Zu lesender Text
Und ich versuche zu verstehen: Man kann nicht immer bereit sein, manchmal muss
man auch die Tür zumachen. Weiß ich es nicht selber aus dem heimischen
Pfarrhaus? Aber die Enttäuschung bleibt doch, besonders weil es gerade meine
eigene evangelische Kirche ist. Damals ahne ich nichts von dem Brief, der mich
Monate später erreichen wird aus Mazet . Die
Schwestern hatten auf abenteuerlichen Wegen meine Adresse ausfindig gemacht,
baten mich um Entschuldigung und luden mich ein, irgendwann noch einmal zu
ihnen zu kommen. Das hat mich sehr berührt.

Eingabedaten

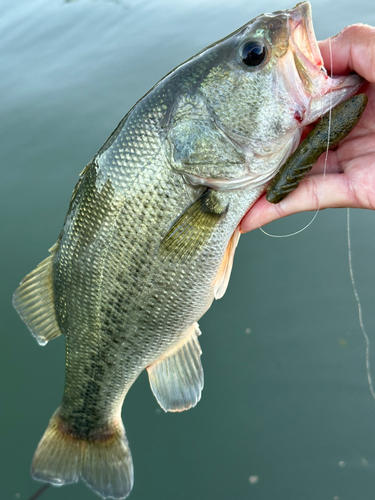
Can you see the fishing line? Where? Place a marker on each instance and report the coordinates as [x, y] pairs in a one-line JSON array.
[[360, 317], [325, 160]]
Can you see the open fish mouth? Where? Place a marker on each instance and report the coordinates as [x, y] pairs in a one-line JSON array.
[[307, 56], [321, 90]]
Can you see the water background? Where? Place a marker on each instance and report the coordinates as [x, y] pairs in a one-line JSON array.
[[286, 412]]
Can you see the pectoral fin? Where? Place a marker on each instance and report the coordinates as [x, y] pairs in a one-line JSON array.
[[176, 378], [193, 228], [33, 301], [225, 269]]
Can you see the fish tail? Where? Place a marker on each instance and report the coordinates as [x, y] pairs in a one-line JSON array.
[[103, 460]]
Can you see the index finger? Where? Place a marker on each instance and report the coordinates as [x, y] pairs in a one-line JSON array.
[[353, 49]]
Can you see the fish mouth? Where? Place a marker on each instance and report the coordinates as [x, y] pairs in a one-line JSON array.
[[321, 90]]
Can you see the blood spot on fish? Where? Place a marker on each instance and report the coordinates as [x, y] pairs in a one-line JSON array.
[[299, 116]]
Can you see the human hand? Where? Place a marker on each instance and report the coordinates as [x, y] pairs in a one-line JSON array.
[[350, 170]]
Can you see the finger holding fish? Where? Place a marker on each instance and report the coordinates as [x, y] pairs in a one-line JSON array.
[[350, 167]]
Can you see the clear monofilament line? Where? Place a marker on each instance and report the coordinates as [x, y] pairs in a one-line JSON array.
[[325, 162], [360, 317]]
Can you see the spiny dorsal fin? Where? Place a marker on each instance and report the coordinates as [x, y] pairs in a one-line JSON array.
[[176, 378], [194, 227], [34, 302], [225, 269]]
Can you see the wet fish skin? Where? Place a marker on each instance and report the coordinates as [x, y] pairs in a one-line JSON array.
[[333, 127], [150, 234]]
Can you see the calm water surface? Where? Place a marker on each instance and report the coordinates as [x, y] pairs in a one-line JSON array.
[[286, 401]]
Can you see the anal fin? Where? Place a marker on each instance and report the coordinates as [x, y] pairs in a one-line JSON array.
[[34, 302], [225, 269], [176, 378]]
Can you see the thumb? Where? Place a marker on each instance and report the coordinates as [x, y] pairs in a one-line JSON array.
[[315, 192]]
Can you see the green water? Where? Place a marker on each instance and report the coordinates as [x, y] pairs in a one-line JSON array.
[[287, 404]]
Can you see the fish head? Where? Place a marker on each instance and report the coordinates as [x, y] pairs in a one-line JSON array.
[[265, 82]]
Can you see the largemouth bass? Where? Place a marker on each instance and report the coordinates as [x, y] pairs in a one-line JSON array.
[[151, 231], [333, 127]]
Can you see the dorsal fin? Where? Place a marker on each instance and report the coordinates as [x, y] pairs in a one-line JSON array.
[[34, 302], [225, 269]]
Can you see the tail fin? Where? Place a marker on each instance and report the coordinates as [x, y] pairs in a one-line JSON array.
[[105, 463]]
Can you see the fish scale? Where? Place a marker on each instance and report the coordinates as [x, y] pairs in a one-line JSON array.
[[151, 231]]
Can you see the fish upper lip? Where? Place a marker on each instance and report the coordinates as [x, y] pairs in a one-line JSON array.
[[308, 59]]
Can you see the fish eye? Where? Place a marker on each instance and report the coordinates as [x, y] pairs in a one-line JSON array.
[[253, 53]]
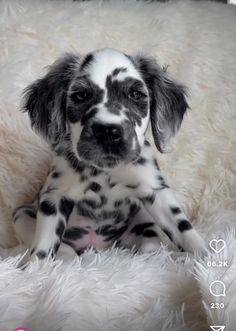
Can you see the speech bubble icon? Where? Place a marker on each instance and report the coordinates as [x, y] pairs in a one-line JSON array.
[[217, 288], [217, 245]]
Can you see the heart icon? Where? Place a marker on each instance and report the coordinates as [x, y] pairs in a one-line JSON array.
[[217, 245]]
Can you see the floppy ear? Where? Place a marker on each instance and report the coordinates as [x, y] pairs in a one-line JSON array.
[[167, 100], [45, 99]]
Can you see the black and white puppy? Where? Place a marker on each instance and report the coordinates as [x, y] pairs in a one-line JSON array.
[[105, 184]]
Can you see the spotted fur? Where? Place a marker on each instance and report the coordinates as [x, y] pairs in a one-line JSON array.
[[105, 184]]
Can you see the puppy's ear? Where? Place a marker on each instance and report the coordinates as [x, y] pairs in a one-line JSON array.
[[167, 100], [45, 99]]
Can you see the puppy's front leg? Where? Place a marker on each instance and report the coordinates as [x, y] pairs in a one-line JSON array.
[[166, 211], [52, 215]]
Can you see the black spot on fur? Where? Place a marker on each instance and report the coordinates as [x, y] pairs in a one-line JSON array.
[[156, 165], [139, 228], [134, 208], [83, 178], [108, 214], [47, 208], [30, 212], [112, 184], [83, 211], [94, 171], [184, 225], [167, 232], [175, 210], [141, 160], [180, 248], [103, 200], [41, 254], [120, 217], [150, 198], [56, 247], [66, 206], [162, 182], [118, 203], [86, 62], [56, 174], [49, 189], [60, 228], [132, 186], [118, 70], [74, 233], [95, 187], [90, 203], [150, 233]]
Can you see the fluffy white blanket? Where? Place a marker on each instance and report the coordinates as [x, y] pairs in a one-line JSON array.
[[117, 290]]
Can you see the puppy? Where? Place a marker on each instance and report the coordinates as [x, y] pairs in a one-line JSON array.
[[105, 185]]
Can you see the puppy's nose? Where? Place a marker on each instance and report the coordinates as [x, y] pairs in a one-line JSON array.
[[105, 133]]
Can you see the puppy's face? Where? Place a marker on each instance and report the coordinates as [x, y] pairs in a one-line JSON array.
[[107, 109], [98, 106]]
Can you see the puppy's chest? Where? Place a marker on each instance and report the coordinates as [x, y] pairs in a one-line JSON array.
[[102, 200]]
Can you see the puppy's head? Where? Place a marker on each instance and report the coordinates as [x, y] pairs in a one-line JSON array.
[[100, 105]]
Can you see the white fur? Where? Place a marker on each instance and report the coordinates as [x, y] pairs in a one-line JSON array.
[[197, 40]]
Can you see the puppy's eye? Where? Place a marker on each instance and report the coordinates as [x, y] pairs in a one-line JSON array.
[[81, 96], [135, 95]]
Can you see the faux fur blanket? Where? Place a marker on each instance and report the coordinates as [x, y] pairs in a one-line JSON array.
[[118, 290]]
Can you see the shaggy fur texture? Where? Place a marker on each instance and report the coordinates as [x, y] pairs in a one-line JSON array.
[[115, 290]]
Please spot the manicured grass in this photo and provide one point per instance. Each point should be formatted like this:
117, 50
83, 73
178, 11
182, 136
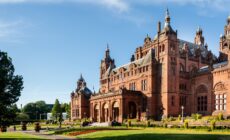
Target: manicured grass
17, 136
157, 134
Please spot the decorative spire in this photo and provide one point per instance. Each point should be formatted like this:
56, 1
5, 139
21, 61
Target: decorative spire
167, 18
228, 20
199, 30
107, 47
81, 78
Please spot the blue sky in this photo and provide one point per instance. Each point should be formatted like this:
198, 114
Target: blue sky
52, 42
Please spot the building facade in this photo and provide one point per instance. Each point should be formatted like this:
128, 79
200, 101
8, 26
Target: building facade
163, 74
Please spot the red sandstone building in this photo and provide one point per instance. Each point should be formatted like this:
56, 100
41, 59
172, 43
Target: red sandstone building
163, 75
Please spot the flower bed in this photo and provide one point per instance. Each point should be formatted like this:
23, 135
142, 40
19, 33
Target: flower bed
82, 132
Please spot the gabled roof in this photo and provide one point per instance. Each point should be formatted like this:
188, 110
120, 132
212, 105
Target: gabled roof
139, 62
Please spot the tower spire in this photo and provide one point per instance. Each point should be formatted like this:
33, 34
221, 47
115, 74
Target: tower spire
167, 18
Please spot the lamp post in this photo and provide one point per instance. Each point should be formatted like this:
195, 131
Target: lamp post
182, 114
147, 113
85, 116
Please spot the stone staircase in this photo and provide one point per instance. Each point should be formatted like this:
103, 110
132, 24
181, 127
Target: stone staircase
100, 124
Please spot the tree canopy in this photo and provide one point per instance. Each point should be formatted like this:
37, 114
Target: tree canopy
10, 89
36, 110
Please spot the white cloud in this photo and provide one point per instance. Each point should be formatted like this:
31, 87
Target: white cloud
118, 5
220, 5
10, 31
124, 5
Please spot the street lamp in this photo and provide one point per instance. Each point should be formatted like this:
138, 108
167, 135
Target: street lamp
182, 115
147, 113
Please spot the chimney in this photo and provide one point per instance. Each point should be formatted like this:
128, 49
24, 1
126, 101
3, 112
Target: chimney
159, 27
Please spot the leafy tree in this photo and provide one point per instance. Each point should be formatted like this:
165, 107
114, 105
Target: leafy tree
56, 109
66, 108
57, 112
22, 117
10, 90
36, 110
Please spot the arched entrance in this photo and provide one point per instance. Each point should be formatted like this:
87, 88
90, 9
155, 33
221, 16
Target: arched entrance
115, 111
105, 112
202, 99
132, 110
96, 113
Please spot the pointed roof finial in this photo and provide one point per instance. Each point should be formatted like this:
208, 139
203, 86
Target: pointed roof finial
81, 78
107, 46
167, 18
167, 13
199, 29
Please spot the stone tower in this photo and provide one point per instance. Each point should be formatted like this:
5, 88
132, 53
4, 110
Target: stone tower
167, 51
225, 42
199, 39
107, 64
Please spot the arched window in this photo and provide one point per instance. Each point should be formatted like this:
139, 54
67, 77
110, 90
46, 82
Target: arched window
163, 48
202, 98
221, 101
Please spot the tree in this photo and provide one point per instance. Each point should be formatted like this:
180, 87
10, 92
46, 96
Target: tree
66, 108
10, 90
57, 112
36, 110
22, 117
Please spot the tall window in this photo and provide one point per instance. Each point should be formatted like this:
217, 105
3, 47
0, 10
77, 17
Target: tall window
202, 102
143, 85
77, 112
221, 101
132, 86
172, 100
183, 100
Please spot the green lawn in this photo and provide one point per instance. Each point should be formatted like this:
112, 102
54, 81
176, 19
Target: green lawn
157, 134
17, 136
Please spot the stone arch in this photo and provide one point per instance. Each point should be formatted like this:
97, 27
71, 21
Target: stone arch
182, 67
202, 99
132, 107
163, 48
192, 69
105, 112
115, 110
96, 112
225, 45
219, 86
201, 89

Aufgaben und Übungen
1 > Geben Sie den zu lesenden Text vollständig und wortgetreu aus.
2 > Bringen Sie den Abschnitt der Einträge vom Anfang bis einschließlich der Zeile mit „[[176, 378], [193, 228], [33, 301], [225, 269]]“ in die Form einer JSON-Liste von Zeichenketten, eine pro Zeile und ohne Leerzeilen. Lassen Sie die Bilder dabei weg.

Ergebnisse in Reihenfolge
1 >
Und ich versuche zu verstehen: Man kann nicht immer bereit sein, manchmal muss
man auch die Tür zumachen. Weiß ich es nicht selber aus dem heimischen
Pfarrhaus? Aber die Enttäuschung bleibt doch, besonders weil es gerade meine
eigene evangelische Kirche ist. Damals ahne ich nichts von dem Brief, der mich
Monate später erreichen wird aus Mazet . Die
Schwestern hatten auf abenteuerlichen Wegen meine Adresse ausfindig gemacht,
baten mich um Entschuldigung und luden mich ein, irgendwann noch einmal zu
ihnen zu kommen. Das hat mich sehr berührt.

2 >
[
  "Can you see the fishing line? Where? Place a marker on each instance and report the coordinates as [x, y] pairs in a one-line JSON array.",
  "[[360, 317], [325, 160]]",
  "Can you see the open fish mouth? Where? Place a marker on each instance and report the coordinates as [x, y] pairs in a one-line JSON array.",
  "[[307, 56], [321, 90]]",
  "Can you see the water background? Where? Place a marker on each instance and report the coordinates as [x, y] pairs in a one-line JSON array.",
  "[[286, 412]]",
  "Can you see the pectoral fin? Where? Place a marker on each instance and report the coordinates as [x, y] pairs in a one-line JSON array.",
  "[[176, 378], [193, 228], [33, 301], [225, 269]]"
]